Entries shown START
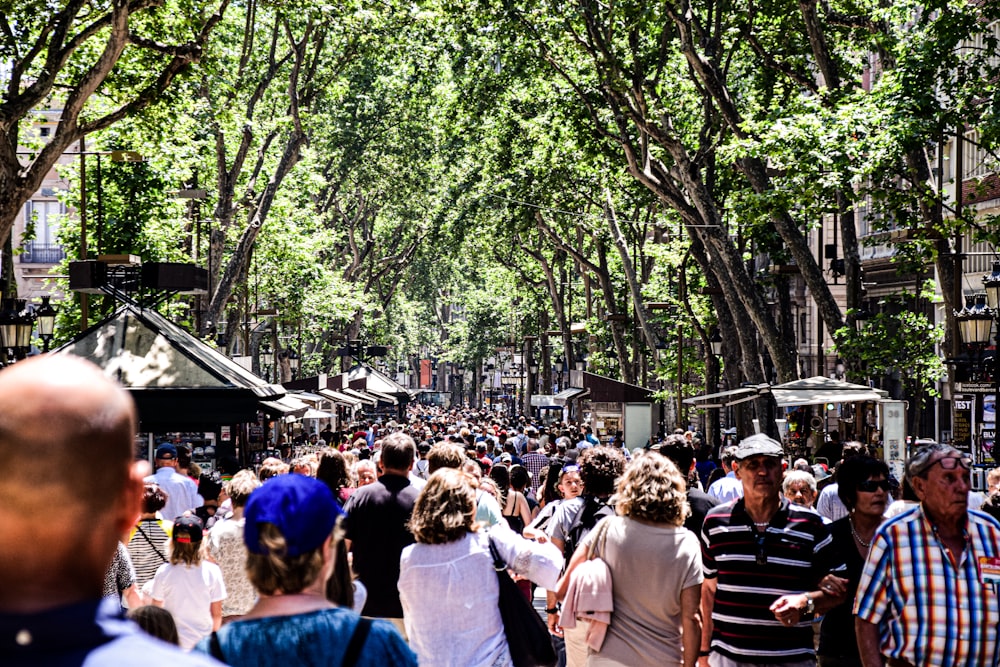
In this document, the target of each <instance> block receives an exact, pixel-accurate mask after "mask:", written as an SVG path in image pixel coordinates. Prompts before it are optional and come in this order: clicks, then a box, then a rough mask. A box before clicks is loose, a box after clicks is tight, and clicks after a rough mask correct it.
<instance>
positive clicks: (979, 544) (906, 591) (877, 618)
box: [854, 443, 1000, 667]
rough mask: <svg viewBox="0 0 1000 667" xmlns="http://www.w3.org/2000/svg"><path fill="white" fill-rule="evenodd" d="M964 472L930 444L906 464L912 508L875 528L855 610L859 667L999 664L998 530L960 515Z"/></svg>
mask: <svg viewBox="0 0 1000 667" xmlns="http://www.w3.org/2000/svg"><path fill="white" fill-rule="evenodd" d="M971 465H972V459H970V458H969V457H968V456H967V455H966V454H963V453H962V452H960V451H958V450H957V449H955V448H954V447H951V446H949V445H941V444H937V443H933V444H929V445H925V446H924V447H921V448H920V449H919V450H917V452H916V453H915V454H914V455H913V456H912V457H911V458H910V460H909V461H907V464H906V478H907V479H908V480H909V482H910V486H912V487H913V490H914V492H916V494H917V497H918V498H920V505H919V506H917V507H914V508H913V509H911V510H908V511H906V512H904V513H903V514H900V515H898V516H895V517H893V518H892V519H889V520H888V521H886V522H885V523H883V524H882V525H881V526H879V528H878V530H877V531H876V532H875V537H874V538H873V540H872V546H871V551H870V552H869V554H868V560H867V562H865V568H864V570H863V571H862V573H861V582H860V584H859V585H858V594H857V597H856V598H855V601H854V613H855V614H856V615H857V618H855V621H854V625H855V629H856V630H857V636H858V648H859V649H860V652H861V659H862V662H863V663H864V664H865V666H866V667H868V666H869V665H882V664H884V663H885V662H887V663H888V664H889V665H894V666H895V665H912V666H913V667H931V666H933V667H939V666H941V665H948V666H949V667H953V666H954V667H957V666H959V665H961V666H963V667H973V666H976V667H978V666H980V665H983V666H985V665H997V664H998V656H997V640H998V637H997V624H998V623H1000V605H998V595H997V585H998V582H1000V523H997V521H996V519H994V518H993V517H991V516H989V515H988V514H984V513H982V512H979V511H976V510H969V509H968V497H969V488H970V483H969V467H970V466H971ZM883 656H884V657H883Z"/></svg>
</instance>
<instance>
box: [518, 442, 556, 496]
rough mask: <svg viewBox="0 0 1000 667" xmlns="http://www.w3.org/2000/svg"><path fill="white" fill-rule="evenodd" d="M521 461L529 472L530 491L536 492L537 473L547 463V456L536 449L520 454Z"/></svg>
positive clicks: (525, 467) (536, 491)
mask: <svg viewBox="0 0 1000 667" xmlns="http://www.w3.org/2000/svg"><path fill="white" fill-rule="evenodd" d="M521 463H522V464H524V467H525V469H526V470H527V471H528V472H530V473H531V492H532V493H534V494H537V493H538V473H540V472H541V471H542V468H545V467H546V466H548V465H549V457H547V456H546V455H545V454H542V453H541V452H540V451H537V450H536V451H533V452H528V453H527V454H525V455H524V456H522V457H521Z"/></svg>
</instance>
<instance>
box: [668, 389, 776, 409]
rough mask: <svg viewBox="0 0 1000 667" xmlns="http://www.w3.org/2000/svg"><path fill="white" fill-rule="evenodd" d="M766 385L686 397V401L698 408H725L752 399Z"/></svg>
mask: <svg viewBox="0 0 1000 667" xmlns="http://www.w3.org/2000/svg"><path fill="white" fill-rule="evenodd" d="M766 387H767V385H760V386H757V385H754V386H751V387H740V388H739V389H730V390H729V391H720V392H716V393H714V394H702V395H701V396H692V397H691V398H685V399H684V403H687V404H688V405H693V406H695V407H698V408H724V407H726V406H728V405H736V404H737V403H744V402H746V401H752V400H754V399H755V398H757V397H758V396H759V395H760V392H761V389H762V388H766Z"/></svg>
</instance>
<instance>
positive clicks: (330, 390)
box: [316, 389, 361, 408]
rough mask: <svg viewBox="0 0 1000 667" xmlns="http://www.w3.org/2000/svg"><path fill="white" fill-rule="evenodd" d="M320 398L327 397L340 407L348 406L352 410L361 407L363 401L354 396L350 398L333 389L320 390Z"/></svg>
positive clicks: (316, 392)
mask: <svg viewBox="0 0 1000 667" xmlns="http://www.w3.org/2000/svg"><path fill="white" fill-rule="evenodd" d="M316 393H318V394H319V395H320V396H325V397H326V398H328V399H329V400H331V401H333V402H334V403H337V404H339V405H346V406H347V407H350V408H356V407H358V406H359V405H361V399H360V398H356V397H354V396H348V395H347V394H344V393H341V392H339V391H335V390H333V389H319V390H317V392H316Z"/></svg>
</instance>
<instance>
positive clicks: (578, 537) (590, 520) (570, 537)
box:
Entries shown END
[Aim of the exercise] In the entries above, restate word for word the lines between the one holding "box: [316, 389, 361, 408]" and the one holding "398L327 397L340 407L348", inclusive, and nothing besides.

[Answer to this task]
box: [316, 389, 361, 408]
rough mask: <svg viewBox="0 0 1000 667" xmlns="http://www.w3.org/2000/svg"><path fill="white" fill-rule="evenodd" d="M320 398L327 397L340 407L348 406L352 410L361 407L363 401L354 396L350 398L333 389L320 390Z"/></svg>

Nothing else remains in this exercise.